● Data records:
=== Section Start ===
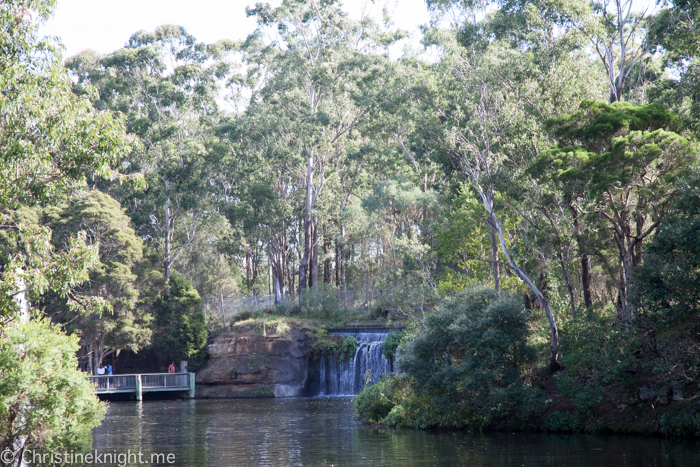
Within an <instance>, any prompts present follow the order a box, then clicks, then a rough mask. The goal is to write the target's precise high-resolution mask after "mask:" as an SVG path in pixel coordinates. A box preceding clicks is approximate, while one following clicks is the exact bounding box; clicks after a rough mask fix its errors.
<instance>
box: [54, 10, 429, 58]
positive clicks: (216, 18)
mask: <svg viewBox="0 0 700 467" xmlns="http://www.w3.org/2000/svg"><path fill="white" fill-rule="evenodd" d="M256 1H261V0H196V1H195V0H59V1H58V6H57V8H56V12H55V14H54V17H53V18H51V19H50V20H49V21H48V22H47V23H46V24H45V25H43V26H42V28H41V33H42V34H43V35H48V36H58V37H59V38H60V39H61V41H62V42H63V44H64V46H65V47H66V50H65V53H64V54H65V57H70V56H72V55H75V54H77V53H79V52H81V51H83V50H85V49H93V50H95V51H96V52H98V53H101V54H106V53H109V52H113V51H114V50H117V49H119V48H121V47H123V46H124V44H125V43H126V41H127V40H128V39H129V37H130V36H131V35H132V34H133V33H135V32H136V31H139V30H141V29H143V30H146V31H153V30H155V29H156V28H157V27H158V26H160V25H162V24H175V25H178V26H184V27H185V29H186V30H187V32H188V33H190V34H192V35H193V36H194V37H195V38H196V39H197V40H198V41H201V42H206V43H211V42H216V41H218V40H220V39H232V40H241V39H245V37H246V36H247V35H248V34H250V33H251V32H253V30H254V29H255V21H254V20H253V19H252V18H246V16H245V7H246V6H252V5H254V4H255V3H256ZM268 1H269V0H268ZM271 3H272V2H271ZM343 3H344V4H345V9H346V10H347V11H348V12H349V13H350V15H351V16H352V17H359V16H360V12H361V10H362V7H363V5H366V7H367V8H369V9H370V11H373V12H375V13H376V14H380V12H381V9H382V5H384V4H387V6H388V8H389V11H391V12H392V15H391V16H392V19H393V21H394V23H395V25H396V26H397V27H399V28H402V29H406V30H408V31H411V32H414V33H416V34H417V32H418V26H420V25H421V24H424V23H427V22H428V20H429V14H428V11H427V8H426V6H425V2H424V0H384V1H382V0H375V2H374V3H372V2H369V1H365V0H344V2H343Z"/></svg>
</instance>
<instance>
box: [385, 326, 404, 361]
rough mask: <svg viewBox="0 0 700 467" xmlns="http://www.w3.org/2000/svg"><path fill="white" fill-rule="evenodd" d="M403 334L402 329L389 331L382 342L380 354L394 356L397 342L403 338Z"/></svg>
mask: <svg viewBox="0 0 700 467" xmlns="http://www.w3.org/2000/svg"><path fill="white" fill-rule="evenodd" d="M404 335H405V334H404V332H403V331H401V332H397V331H390V332H389V334H387V335H386V338H384V342H383V343H382V355H384V356H385V357H386V358H388V359H392V358H394V355H396V349H397V348H398V346H399V344H401V340H402V339H403V338H404Z"/></svg>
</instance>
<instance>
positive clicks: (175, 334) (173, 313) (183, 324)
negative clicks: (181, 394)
mask: <svg viewBox="0 0 700 467" xmlns="http://www.w3.org/2000/svg"><path fill="white" fill-rule="evenodd" d="M155 310H156V325H157V330H156V339H155V348H156V351H157V352H158V354H159V355H160V356H161V357H163V358H165V360H166V361H167V360H174V359H177V360H179V359H182V360H188V362H189V366H188V368H189V369H190V370H191V371H194V370H196V369H198V368H200V367H201V366H203V364H204V359H205V358H206V345H207V326H206V320H205V318H204V311H203V310H202V299H201V298H200V297H199V294H198V293H197V291H196V290H195V289H194V287H192V284H191V283H190V282H189V281H188V280H187V279H186V278H185V277H183V276H180V275H179V274H173V275H172V276H171V277H170V290H169V291H168V292H167V293H165V294H164V296H163V297H162V298H159V299H158V300H157V301H156V303H155Z"/></svg>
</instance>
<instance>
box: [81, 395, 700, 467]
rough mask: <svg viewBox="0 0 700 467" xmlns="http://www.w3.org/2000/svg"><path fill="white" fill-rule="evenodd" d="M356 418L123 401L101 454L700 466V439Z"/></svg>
mask: <svg viewBox="0 0 700 467" xmlns="http://www.w3.org/2000/svg"><path fill="white" fill-rule="evenodd" d="M353 413H354V409H353V407H352V400H351V399H350V398H338V397H335V398H295V399H234V400H222V401H212V400H197V401H153V402H143V403H134V402H115V403H111V404H110V405H109V408H108V411H107V416H106V418H105V421H104V423H103V424H102V426H100V427H99V428H97V429H96V430H95V441H94V448H95V449H96V450H97V451H98V452H112V453H114V452H116V453H126V452H127V450H130V451H131V452H132V453H135V452H138V451H139V450H140V451H141V452H142V460H145V461H149V460H150V455H151V453H153V452H155V453H164V454H168V453H170V454H172V455H173V456H174V462H173V463H171V464H168V463H167V462H165V463H162V464H161V465H176V466H210V467H229V466H239V465H240V466H247V465H251V466H254V465H270V466H287V465H295V466H296V465H298V466H316V465H319V466H322V465H335V466H385V465H386V466H432V465H436V466H456V465H464V466H487V467H488V466H533V467H542V466H567V467H574V466H595V467H600V466H614V467H626V466H629V467H647V466H648V467H652V466H700V442H697V441H682V440H681V441H666V440H662V439H656V438H645V437H618V436H583V435H578V436H573V435H572V436H569V435H566V436H561V435H545V434H523V433H496V434H483V435H479V434H477V435H470V434H466V433H453V432H419V431H413V430H404V429H401V430H397V429H391V428H373V427H367V426H362V425H360V424H358V423H357V422H355V421H354V420H353ZM132 459H135V457H132ZM171 460H173V457H171ZM103 465H117V464H116V462H115V463H114V464H108V463H107V462H105V463H104V464H103ZM128 465H139V463H138V462H135V463H133V462H132V463H129V464H128Z"/></svg>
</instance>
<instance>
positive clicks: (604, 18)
mask: <svg viewBox="0 0 700 467" xmlns="http://www.w3.org/2000/svg"><path fill="white" fill-rule="evenodd" d="M641 3H642V2H641V1H637V2H635V1H634V0H594V1H593V2H592V5H593V9H594V11H595V13H596V15H595V16H594V17H593V18H592V21H591V22H590V23H589V24H588V25H587V27H586V31H587V34H588V36H589V38H590V41H591V44H592V45H593V47H594V49H595V51H596V53H597V54H598V57H599V58H600V62H601V63H602V65H603V67H604V68H605V72H606V75H607V78H608V86H609V88H610V102H617V101H621V100H623V98H624V95H625V93H627V94H628V95H629V93H630V90H631V89H633V88H634V87H635V86H638V85H639V84H641V83H640V82H637V83H635V82H633V81H632V80H633V79H634V78H637V79H638V81H640V80H642V81H643V78H644V76H643V73H642V72H641V71H642V69H643V67H642V64H643V61H644V60H645V59H646V58H649V57H650V54H649V52H650V44H649V43H648V40H647V34H646V30H645V29H646V22H647V21H646V12H647V10H646V9H643V10H641V11H639V10H638V8H640V7H641ZM635 7H636V8H635ZM635 10H636V11H635ZM635 72H636V73H637V76H635V75H634V73H635Z"/></svg>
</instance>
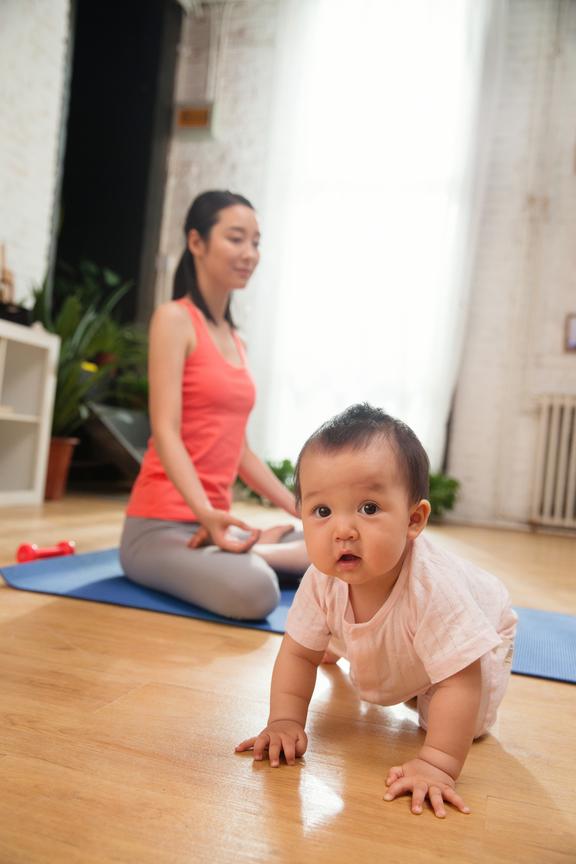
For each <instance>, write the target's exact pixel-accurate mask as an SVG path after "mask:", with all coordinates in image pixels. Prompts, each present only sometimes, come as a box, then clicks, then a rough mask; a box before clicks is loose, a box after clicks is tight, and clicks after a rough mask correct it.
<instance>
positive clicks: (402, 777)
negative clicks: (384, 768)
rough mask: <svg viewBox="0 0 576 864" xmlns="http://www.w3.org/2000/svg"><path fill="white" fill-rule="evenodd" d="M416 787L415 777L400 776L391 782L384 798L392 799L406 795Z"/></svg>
mask: <svg viewBox="0 0 576 864" xmlns="http://www.w3.org/2000/svg"><path fill="white" fill-rule="evenodd" d="M414 788H415V782H414V778H413V777H400V778H399V779H398V780H395V781H394V782H393V783H391V784H390V786H389V787H388V791H387V792H386V794H385V796H384V800H385V801H392V800H393V799H394V798H397V797H398V796H399V795H405V794H406V793H407V792H411V791H412V790H413V789H414Z"/></svg>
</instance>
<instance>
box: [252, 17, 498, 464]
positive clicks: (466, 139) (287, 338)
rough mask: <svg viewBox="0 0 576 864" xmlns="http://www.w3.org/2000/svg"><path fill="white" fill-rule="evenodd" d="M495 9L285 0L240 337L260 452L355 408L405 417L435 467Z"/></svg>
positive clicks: (441, 457) (455, 324)
mask: <svg viewBox="0 0 576 864" xmlns="http://www.w3.org/2000/svg"><path fill="white" fill-rule="evenodd" d="M498 2H499V0H495V3H496V4H498ZM493 16H494V4H493V3H492V2H489V0H409V2H408V0H405V2H401V3H398V2H395V0H355V2H354V3H351V2H349V0H281V4H280V21H279V27H278V34H279V35H278V59H277V70H276V80H275V98H274V108H273V115H272V119H271V141H270V153H271V156H270V161H269V166H268V172H269V173H268V185H267V189H268V193H267V200H266V202H265V206H264V207H261V208H260V212H261V221H262V226H263V253H264V254H263V261H262V265H261V272H260V273H259V277H258V283H257V298H254V299H257V301H258V303H257V308H256V304H254V305H252V304H251V305H252V308H253V310H254V313H255V315H254V317H253V325H252V327H253V329H254V331H255V332H253V333H252V334H251V335H250V337H249V338H250V340H251V343H252V344H254V343H256V344H255V346H254V359H255V360H256V369H255V371H256V376H257V379H258V383H259V388H260V398H259V401H258V408H257V411H256V414H255V420H254V423H253V438H255V439H256V444H257V446H258V448H259V450H260V452H261V453H262V454H263V455H265V456H268V457H271V458H275V459H276V458H284V457H286V456H289V457H291V458H293V457H294V456H295V455H296V454H297V452H298V450H299V448H300V446H301V445H302V443H303V442H304V440H305V438H306V437H307V436H308V435H309V434H310V433H311V432H312V431H313V430H314V429H315V428H316V427H317V426H318V425H319V424H320V423H321V422H322V421H324V420H325V419H327V418H328V417H329V416H331V415H332V414H334V413H335V412H337V411H340V410H342V409H343V408H345V407H346V406H347V405H349V404H351V403H353V402H357V401H364V400H367V401H370V402H371V403H373V404H375V405H380V406H382V407H384V408H385V409H386V410H387V411H389V412H390V413H392V414H394V415H395V416H398V417H401V418H402V419H403V420H405V421H406V422H407V423H409V424H410V425H411V426H412V427H413V428H414V429H415V431H416V432H417V434H418V435H419V436H420V437H421V439H422V440H423V442H424V444H425V446H426V448H427V450H428V453H429V455H430V457H431V460H432V463H433V466H434V467H438V465H439V463H440V461H441V458H442V454H443V448H444V442H445V427H446V422H447V418H448V414H449V410H450V403H451V398H452V394H453V389H454V386H455V380H456V375H457V367H458V357H459V353H460V347H461V340H462V331H463V325H464V320H465V312H466V305H467V286H468V282H469V275H470V261H471V254H472V248H473V243H472V241H473V234H474V230H473V228H474V214H475V212H476V210H477V207H478V203H479V190H480V185H481V184H480V183H479V174H480V173H481V172H480V168H481V165H482V158H479V156H480V155H481V151H482V147H481V146H480V147H479V146H478V145H479V143H480V145H481V143H482V142H479V140H478V139H479V135H478V131H479V130H480V129H481V130H482V132H483V134H484V135H485V133H486V116H487V113H486V104H484V103H485V94H484V95H483V94H482V86H481V82H482V80H483V78H485V77H486V76H485V62H484V61H485V56H486V53H485V52H486V44H487V38H488V36H489V32H490V28H491V27H492V26H493ZM483 100H484V103H483ZM483 105H484V107H482V106H483ZM481 115H482V118H481ZM480 119H481V122H480ZM256 331H257V332H256ZM253 362H254V361H253Z"/></svg>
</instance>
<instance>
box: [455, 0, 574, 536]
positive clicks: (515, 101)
mask: <svg viewBox="0 0 576 864" xmlns="http://www.w3.org/2000/svg"><path fill="white" fill-rule="evenodd" d="M575 104H576V3H574V2H571V0H512V2H511V3H510V9H509V21H508V33H507V40H506V49H505V61H504V69H503V76H502V85H501V91H500V99H499V105H498V109H497V115H496V123H495V130H496V131H495V134H494V136H493V140H492V142H491V155H490V159H489V164H488V170H487V188H486V192H485V200H484V206H483V211H482V215H481V221H480V237H479V245H478V249H477V254H476V259H475V263H474V281H473V288H472V299H471V309H470V316H469V322H468V328H467V334H466V340H465V350H464V356H463V363H462V369H461V373H460V376H459V383H458V391H457V397H456V402H455V410H454V421H453V432H452V437H451V445H450V460H449V470H450V472H451V473H452V474H453V475H454V476H456V477H457V478H458V479H459V480H460V482H461V484H462V488H461V495H460V500H459V503H458V506H457V509H456V511H455V514H454V515H455V517H456V518H458V519H463V520H467V521H468V520H469V521H475V522H494V521H509V522H514V523H523V522H526V521H527V519H528V518H529V505H530V498H531V491H532V482H533V465H534V459H535V449H536V433H537V408H536V399H537V396H538V395H539V394H545V393H556V392H559V393H576V354H567V353H564V350H563V337H564V321H565V316H566V314H567V313H568V312H576V280H575V276H576V242H575V238H576V176H575V172H576V163H575V159H576V156H575V129H576V127H575V121H574V105H575Z"/></svg>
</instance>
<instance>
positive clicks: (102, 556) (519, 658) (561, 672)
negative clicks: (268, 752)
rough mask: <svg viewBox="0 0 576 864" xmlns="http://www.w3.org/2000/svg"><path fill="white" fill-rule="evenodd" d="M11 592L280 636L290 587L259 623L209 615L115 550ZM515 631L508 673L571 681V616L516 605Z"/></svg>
mask: <svg viewBox="0 0 576 864" xmlns="http://www.w3.org/2000/svg"><path fill="white" fill-rule="evenodd" d="M0 573H1V574H2V576H3V577H4V579H5V580H6V582H7V583H8V584H9V585H11V586H12V588H19V589H21V590H23V591H36V592H39V593H41V594H57V595H60V596H65V597H77V598H79V599H80V600H93V601H95V602H97V603H112V604H114V605H116V606H131V607H133V608H135V609H148V610H150V611H153V612H166V613H168V614H170V615H183V616H186V617H188V618H200V619H202V620H204V621H216V622H220V623H223V624H231V625H234V626H237V627H250V628H252V629H257V630H268V631H270V632H271V633H283V632H284V629H285V624H286V615H287V613H288V609H289V608H290V604H291V603H292V598H293V597H294V591H295V586H292V587H286V588H283V590H282V596H281V600H280V604H279V606H278V607H277V608H276V609H275V610H274V611H273V612H272V613H271V614H270V615H269V616H268V618H265V619H264V620H262V621H238V620H235V619H233V618H224V617H223V616H221V615H214V614H213V613H212V612H207V611H206V610H205V609H201V608H200V607H198V606H192V605H191V604H190V603H185V602H184V601H183V600H178V599H176V598H175V597H171V596H170V595H169V594H163V593H162V592H161V591H153V590H152V589H150V588H143V587H142V586H141V585H136V584H134V582H130V581H129V580H128V579H126V577H125V576H123V575H122V567H121V566H120V562H119V560H118V550H117V549H105V550H103V551H102V552H89V553H86V554H83V555H69V556H66V557H63V558H46V559H43V560H41V561H32V562H30V563H29V564H15V565H13V566H10V567H2V568H1V569H0ZM515 608H516V612H517V613H518V618H519V621H518V633H517V637H516V646H515V650H514V660H513V663H512V671H513V672H515V673H517V674H518V675H530V676H533V677H536V678H551V679H553V680H555V681H566V682H569V683H572V684H575V683H576V616H574V615H561V614H560V613H558V612H542V611H539V610H537V609H525V608H523V607H515Z"/></svg>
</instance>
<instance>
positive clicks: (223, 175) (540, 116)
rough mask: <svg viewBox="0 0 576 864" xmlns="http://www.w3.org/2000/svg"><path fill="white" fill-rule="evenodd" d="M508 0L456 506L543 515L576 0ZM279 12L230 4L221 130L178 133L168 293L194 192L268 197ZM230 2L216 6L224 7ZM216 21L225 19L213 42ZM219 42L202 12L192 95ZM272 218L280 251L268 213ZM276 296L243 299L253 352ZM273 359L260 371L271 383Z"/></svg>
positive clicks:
=== Section End ===
● Required action: Update the listing from its start through the line containing "positive clicks: (216, 18)", inclusive, swapping "rough mask" for "coarse mask" and leaving everything else unchanged. Leave the picture out of your answer.

● Reply to the exercise:
Within an <instance>, any prompts present follow the order a box, then clicks, then a coarse mask. The goal is to write the target's precise high-resolution mask after "mask:" as an SVG path in pixel coordinates. A box preceding clicks is approximate, while one following clicks is the exact bounding box; clicks after a coarse mask fix its errors.
<instance>
box: [54, 10, 429, 58]
positive clicks: (216, 18)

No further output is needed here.